Give the lines of the listing below as a JSON list of strings, one string per line with blank lines left out. Start with the line that contains "of the noseband" and go on through the end of the listing.

A run of records
══════
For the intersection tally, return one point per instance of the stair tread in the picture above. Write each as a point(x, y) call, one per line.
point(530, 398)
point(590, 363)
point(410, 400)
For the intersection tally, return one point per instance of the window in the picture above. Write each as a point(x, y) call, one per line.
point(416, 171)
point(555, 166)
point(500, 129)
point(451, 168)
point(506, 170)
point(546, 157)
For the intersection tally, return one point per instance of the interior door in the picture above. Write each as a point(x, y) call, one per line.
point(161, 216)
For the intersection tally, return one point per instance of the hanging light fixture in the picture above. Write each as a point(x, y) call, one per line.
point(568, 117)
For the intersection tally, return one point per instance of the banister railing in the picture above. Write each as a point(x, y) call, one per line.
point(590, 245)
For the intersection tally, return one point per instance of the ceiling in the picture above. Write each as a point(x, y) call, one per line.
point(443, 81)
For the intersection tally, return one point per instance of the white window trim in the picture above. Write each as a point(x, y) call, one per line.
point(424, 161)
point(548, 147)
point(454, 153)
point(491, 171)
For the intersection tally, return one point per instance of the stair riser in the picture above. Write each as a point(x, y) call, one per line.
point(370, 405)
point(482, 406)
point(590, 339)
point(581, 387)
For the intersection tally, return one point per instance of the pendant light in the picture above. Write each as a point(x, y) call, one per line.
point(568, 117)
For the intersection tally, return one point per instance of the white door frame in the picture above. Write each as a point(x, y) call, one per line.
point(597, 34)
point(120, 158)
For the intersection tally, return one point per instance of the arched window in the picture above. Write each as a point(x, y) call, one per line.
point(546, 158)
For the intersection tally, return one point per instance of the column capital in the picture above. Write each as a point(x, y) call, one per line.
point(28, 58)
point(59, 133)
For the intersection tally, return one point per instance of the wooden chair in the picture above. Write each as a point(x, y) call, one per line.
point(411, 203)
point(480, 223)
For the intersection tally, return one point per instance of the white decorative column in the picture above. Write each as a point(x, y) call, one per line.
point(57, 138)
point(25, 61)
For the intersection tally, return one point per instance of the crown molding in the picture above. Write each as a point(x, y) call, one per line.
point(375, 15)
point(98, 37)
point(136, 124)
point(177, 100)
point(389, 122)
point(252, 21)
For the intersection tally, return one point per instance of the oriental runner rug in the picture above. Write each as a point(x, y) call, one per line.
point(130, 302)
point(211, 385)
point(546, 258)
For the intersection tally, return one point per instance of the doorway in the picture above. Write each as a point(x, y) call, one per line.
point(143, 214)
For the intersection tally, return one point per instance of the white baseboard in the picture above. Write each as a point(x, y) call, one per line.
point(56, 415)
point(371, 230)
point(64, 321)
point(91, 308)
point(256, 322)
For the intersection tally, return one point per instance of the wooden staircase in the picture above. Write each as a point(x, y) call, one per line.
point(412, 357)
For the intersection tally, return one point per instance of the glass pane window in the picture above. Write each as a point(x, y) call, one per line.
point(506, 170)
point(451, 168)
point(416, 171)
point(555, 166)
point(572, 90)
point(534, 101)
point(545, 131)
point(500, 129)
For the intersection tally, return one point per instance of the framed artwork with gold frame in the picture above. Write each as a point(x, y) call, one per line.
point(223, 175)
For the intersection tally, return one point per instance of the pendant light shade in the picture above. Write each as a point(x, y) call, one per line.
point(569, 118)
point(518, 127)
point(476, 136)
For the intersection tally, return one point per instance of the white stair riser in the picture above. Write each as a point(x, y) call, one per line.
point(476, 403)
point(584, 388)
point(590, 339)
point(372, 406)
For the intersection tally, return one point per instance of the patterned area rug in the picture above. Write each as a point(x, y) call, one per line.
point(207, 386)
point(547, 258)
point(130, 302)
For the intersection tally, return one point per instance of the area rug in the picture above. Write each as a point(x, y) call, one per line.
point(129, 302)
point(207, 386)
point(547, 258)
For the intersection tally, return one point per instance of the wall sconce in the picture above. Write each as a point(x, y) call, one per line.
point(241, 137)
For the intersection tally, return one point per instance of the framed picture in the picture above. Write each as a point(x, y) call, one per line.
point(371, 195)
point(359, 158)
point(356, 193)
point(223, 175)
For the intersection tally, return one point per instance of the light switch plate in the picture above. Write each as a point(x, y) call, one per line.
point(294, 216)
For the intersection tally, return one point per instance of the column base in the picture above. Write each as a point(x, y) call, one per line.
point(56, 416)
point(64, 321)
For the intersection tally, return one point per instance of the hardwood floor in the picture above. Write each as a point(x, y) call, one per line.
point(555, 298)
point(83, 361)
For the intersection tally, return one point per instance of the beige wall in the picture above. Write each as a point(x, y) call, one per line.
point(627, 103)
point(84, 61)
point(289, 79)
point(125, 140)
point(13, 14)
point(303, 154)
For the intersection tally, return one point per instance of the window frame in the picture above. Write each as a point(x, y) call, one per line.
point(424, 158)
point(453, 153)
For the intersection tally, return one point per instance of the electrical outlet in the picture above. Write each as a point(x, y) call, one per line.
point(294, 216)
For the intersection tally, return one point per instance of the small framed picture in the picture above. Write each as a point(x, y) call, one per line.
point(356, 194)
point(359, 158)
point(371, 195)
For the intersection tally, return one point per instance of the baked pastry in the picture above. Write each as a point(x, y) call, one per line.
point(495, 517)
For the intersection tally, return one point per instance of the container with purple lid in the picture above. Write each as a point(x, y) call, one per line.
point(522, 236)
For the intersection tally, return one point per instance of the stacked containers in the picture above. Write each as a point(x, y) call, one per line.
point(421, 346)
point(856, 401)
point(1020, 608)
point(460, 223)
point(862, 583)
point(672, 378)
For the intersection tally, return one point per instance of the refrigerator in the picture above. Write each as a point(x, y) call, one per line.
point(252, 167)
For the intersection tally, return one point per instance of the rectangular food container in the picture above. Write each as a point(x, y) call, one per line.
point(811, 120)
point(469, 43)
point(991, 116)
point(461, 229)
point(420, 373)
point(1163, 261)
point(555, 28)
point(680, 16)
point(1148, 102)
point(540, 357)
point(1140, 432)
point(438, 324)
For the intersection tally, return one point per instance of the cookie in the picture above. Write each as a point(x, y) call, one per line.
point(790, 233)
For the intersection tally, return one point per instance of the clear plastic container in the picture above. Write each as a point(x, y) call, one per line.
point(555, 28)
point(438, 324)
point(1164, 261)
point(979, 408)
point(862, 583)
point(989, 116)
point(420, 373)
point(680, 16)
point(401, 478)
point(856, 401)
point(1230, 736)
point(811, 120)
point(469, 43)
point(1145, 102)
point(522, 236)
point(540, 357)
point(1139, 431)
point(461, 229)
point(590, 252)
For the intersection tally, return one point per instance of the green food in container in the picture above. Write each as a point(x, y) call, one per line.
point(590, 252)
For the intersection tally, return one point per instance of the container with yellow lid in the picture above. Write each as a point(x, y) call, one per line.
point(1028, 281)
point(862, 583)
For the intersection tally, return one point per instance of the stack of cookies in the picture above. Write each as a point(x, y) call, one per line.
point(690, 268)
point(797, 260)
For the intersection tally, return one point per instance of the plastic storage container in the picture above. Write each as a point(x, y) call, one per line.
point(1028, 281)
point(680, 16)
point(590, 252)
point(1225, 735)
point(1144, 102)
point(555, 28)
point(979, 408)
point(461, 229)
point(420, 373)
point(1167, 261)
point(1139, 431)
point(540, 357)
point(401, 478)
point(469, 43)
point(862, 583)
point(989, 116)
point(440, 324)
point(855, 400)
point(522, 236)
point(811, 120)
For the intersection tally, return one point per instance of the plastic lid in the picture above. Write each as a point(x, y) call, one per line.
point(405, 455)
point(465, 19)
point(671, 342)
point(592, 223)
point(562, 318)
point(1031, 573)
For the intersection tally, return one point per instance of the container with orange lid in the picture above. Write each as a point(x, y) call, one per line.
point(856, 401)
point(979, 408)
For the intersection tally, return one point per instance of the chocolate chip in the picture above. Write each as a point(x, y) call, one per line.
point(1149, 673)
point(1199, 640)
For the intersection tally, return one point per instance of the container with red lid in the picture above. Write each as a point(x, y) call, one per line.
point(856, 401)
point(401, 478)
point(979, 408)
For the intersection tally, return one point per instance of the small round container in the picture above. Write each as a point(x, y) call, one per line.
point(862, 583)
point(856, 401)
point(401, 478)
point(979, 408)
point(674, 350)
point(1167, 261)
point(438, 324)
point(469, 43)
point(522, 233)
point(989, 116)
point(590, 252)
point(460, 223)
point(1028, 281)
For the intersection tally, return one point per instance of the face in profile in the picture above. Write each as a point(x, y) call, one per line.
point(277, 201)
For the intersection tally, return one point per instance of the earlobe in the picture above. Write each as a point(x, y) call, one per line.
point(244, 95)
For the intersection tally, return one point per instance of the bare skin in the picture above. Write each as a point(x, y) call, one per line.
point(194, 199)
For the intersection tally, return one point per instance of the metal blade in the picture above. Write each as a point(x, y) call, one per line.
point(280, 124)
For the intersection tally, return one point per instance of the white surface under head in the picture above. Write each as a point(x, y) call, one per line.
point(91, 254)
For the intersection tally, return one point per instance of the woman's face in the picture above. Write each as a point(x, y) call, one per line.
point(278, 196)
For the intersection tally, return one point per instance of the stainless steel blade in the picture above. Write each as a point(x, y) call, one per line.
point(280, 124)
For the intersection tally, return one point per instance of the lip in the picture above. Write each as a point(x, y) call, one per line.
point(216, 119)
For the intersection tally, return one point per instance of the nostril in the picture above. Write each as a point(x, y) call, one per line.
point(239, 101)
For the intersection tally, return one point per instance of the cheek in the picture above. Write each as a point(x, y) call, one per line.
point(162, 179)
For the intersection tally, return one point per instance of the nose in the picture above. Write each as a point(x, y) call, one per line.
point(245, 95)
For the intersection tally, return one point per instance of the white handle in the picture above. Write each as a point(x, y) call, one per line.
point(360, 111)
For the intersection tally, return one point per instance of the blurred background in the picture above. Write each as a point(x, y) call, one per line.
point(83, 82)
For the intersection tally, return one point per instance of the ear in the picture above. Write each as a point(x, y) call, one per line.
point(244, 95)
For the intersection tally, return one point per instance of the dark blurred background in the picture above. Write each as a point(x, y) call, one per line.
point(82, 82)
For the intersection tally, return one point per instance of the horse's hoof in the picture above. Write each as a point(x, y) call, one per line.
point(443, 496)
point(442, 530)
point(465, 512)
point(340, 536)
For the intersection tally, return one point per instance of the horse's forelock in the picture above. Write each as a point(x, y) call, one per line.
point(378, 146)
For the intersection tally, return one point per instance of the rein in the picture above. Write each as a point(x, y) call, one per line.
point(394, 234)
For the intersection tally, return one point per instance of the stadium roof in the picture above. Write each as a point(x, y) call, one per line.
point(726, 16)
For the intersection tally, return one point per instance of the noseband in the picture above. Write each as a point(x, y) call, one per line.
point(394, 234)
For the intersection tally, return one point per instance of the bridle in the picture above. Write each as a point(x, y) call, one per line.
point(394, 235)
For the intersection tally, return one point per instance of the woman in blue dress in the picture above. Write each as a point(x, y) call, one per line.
══════
• **Reply**:
[
  "For the intersection tally, return one point per instance of the noseband in the picture above. Write each as a point(x, y) call, one per line.",
  "point(394, 234)",
  "For the intersection tally, return one point per instance of the bridle in the picture above. Write each as a point(x, y) call, one per line.",
  "point(394, 235)",
  "For the intersection tally, return one point per instance of the woman in blue dress in the picture above. Write each as a point(x, y) call, one per line."
]